__SHORT PROBLEM__
Reproduce the data below line for line, with no changes.

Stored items
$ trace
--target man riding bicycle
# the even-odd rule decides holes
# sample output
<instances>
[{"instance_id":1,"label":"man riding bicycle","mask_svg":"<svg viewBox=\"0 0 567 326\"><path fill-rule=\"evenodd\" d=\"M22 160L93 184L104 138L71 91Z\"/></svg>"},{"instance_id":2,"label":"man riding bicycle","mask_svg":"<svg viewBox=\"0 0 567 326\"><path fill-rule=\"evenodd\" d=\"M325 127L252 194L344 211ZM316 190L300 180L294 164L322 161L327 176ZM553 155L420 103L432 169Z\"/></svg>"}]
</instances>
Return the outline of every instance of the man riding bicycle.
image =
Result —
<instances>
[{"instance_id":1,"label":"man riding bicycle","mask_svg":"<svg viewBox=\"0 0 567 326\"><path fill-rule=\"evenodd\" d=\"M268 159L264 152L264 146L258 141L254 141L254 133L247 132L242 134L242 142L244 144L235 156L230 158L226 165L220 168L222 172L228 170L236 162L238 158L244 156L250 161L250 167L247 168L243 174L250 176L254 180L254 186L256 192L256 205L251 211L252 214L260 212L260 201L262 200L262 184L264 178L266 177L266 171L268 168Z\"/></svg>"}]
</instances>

__WRITTEN ANSWER__
$ trace
--target man riding bicycle
# the even-odd rule decides holes
# sample output
<instances>
[{"instance_id":1,"label":"man riding bicycle","mask_svg":"<svg viewBox=\"0 0 567 326\"><path fill-rule=\"evenodd\" d=\"M22 160L93 184L104 138L71 91Z\"/></svg>"},{"instance_id":2,"label":"man riding bicycle","mask_svg":"<svg viewBox=\"0 0 567 326\"><path fill-rule=\"evenodd\" d=\"M325 127L252 194L344 211ZM316 190L300 180L294 164L322 161L327 176ZM553 155L420 103L432 169Z\"/></svg>"}]
</instances>
Return the outline of every instance of the man riding bicycle.
image =
Result —
<instances>
[{"instance_id":1,"label":"man riding bicycle","mask_svg":"<svg viewBox=\"0 0 567 326\"><path fill-rule=\"evenodd\" d=\"M268 159L264 152L264 146L258 141L254 141L254 133L247 132L242 134L242 142L244 144L235 156L230 158L226 165L220 168L222 172L228 170L236 162L238 158L244 156L250 161L250 167L247 168L243 174L250 176L254 180L254 186L256 192L256 205L251 211L252 214L260 212L260 201L262 200L262 184L264 178L266 177L266 171L268 168Z\"/></svg>"}]
</instances>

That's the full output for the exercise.